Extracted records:
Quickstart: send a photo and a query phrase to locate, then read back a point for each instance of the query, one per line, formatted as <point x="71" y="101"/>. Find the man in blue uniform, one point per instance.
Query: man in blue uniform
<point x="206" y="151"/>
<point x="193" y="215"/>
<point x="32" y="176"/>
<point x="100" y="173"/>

### What the task requires
Update the data by changing every "man in blue uniform" to "person in blue uniform", and keep all other text the same.

### Result for this exercise
Quickstart: send a photo and a query phrase to locate, then read back a point for each instance of the query, one per line, formatted as <point x="71" y="101"/>. Find the person in blue uniform, one point per instance.
Query: person in blue uniform
<point x="206" y="151"/>
<point x="193" y="215"/>
<point x="32" y="176"/>
<point x="100" y="173"/>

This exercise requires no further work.